Versioning is one of most challenging areas relating to sources containing multi directional (multi-way ) data particularly when contributors are managing their work with spreadsheets noting that managing versioning to support aggregation is different from keeping all relevant amendments for audit trail purposes.
Switching Between Computerised Spreadsheet and Non-spreadsheet Tools
In addition to traditional accounting software, there are other non-spreadsheet tools that are relevant in supporting the automation of accounting including :-
► Business intelligence (BI)
► Business process management (BPM)
► Enterprise performance management (EPM)
► Enterprise resource planning (ERP)
► Extract, transform, load (ETL)
► Record to report (R2R)
All levels of management including the Chief Financial Officer (CFO) and Chief Information Officer (CIO) may expect to achieve high levels of accounting automation once any of the above tools have been implemented overlooking perhaps why so much work was previously done through the use of spreadsheets. Some users still believe that the top one feature of any of the above tools is the export function to spreadsheets mainly as they are more nimble than off the shelf packages. Functions like free form, analysis, graphical representation, support of strategic decisions, simple tracking, and automation all give a quicker learning curve to the user.
□ □ □ □
## Exercise details
In the passage above on spreadsheets and accounting automation, what do some users still consider the top feature of the non-spreadsheet tools it lists?

## Information shown
□ □ □ □
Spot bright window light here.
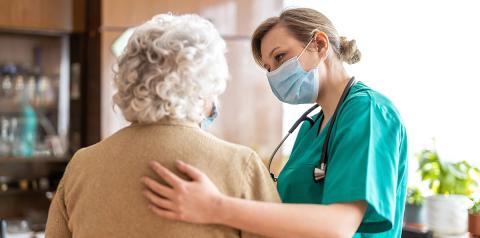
[284,0,480,170]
□ □ □ □
## Exercise response
The export function to spreadsheets.